# REQUIREMENT
Retype the material below word for word, but leave the pictures out.

# MATERIAL SUPPLIED
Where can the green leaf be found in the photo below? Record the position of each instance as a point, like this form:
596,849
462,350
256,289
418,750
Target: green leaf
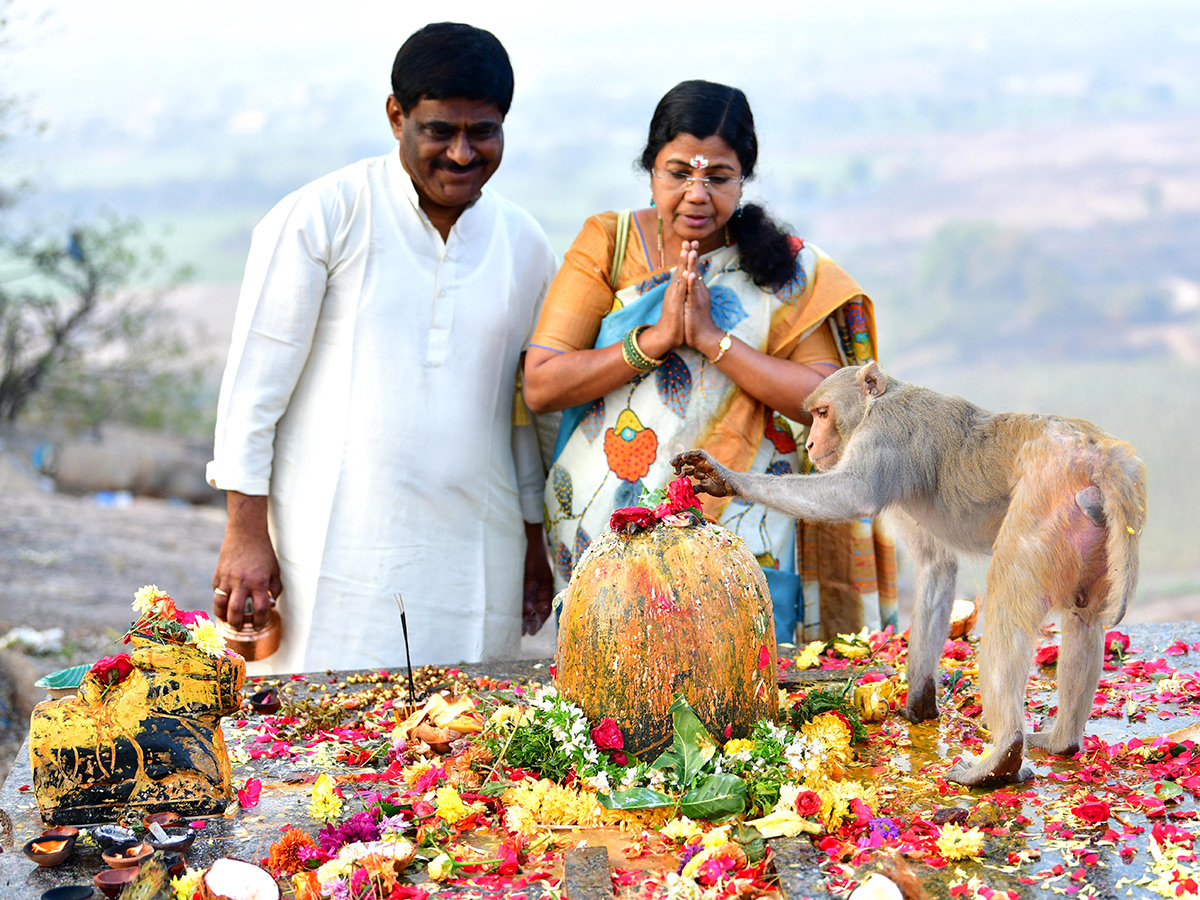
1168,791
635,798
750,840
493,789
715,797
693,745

# REPLY TO THE EXERCISE
Where can the green leaf be found in the photo below? Record the position of each instance as a point, like this form:
596,849
462,350
256,289
418,750
Target: green leaf
1168,791
635,798
750,840
493,789
715,797
693,745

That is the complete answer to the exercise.